Count the lines in the items below that contain the string "island", matching case exactly. How many are there? Reply with the number alone.

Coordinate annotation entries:
- - - - -
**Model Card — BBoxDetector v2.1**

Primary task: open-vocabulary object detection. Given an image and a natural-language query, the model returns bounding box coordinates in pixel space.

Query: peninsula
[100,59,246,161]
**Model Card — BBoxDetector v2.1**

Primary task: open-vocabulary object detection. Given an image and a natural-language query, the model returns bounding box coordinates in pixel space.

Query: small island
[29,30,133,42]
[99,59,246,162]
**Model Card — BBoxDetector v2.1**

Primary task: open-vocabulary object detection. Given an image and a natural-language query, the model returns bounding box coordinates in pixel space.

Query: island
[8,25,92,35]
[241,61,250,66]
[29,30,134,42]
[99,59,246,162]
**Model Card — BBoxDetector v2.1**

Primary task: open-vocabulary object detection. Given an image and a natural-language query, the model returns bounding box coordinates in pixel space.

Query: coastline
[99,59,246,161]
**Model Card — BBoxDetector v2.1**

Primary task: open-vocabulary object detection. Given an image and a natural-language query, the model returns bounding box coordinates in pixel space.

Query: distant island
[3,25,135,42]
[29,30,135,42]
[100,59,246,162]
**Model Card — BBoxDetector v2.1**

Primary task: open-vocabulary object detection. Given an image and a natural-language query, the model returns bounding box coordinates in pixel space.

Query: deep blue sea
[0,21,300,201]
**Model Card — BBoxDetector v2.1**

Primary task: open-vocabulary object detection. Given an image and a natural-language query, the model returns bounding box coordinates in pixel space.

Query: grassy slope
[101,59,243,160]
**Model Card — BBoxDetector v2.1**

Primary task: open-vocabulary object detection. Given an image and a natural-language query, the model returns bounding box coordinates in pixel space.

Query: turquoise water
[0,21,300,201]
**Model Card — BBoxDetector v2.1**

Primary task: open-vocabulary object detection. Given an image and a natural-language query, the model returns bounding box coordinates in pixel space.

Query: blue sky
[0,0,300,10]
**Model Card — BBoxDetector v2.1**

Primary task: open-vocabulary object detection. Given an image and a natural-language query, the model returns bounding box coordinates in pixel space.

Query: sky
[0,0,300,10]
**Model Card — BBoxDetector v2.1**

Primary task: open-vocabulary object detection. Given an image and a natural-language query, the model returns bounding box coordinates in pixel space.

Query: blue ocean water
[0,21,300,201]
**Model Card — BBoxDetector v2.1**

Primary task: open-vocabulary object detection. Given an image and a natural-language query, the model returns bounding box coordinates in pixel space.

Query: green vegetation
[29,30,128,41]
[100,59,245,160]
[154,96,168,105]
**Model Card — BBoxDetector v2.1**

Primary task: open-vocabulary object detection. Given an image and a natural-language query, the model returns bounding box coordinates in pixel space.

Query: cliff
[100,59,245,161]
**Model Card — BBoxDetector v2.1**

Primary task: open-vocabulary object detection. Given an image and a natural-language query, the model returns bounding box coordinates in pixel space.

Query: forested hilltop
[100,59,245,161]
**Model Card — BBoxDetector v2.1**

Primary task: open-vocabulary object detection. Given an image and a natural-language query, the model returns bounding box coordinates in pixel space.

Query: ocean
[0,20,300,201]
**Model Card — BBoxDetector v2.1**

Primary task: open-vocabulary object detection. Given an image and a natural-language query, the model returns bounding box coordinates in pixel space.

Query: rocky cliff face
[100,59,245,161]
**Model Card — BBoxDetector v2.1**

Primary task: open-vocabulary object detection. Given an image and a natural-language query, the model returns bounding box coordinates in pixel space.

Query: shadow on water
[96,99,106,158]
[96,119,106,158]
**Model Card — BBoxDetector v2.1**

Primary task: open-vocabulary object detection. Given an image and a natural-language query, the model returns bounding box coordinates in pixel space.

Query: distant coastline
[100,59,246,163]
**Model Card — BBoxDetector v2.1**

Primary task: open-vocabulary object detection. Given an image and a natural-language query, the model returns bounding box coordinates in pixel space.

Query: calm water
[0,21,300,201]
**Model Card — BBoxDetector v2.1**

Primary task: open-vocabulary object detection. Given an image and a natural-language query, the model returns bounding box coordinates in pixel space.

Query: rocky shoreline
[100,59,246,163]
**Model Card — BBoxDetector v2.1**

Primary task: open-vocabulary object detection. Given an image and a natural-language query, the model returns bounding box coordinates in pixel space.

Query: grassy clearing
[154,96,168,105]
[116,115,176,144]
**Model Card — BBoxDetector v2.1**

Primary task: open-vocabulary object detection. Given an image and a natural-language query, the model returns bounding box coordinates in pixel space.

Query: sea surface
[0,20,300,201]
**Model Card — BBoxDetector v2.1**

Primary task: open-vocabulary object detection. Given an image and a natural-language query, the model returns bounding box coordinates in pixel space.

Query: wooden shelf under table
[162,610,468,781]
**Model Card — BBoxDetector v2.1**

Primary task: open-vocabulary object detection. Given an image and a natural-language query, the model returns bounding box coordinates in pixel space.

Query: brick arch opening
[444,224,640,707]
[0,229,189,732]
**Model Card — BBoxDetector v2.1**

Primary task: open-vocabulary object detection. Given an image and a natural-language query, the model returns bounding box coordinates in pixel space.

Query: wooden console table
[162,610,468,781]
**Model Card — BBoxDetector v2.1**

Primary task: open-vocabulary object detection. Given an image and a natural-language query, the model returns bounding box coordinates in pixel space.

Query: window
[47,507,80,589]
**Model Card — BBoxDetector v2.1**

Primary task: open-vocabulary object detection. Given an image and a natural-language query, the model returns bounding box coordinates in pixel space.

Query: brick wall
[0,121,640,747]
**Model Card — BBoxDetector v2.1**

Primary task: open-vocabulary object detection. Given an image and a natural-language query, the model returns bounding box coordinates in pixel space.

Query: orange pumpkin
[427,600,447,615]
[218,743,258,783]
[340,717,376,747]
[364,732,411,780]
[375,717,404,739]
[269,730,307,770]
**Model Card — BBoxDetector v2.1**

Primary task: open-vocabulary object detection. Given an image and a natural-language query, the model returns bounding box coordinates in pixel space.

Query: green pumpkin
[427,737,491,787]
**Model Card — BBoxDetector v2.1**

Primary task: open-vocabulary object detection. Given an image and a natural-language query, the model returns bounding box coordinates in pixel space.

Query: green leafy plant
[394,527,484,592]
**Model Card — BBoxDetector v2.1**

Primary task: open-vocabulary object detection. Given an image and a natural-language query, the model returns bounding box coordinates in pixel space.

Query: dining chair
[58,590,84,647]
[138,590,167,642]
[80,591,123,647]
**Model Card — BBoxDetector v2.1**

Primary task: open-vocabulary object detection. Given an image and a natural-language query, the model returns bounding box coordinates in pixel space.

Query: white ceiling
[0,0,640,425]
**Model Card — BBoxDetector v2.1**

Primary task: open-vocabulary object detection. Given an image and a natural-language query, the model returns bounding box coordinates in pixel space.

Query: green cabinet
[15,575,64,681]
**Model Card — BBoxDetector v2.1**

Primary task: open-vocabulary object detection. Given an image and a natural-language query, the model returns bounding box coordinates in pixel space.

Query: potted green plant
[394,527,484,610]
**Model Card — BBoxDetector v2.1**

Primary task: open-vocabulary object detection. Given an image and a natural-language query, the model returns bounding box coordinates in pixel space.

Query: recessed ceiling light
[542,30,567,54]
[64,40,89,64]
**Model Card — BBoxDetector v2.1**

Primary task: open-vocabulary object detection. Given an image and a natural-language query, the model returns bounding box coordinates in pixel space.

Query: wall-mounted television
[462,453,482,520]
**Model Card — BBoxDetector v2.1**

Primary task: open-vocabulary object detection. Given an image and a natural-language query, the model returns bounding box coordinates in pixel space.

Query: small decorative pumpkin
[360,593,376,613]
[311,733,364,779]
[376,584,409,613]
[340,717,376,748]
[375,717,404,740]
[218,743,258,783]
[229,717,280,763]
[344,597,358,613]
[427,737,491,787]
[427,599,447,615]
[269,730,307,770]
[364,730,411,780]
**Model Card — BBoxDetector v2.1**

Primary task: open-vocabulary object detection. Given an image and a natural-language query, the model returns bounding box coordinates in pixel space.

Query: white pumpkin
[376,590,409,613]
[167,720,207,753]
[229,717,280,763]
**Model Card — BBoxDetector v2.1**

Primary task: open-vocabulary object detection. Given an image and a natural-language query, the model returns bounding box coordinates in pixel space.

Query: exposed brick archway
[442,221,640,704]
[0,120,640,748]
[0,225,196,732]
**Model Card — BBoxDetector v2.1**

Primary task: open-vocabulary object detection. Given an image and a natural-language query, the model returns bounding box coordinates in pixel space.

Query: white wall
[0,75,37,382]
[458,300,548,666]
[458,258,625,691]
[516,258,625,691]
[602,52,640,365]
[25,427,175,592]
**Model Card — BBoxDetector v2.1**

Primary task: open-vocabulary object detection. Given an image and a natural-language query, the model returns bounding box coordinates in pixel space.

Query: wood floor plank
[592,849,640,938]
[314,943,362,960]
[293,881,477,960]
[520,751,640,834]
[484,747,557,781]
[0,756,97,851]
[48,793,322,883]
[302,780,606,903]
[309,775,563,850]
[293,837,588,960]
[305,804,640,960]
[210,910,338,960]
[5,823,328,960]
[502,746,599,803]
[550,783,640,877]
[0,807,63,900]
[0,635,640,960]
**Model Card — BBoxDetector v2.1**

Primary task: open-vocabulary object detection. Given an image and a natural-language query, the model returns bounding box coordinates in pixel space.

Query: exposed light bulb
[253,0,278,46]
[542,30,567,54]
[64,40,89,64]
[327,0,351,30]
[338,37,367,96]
- - - - -
◆ **RESPONSE FOR THIS EXERCISE**
3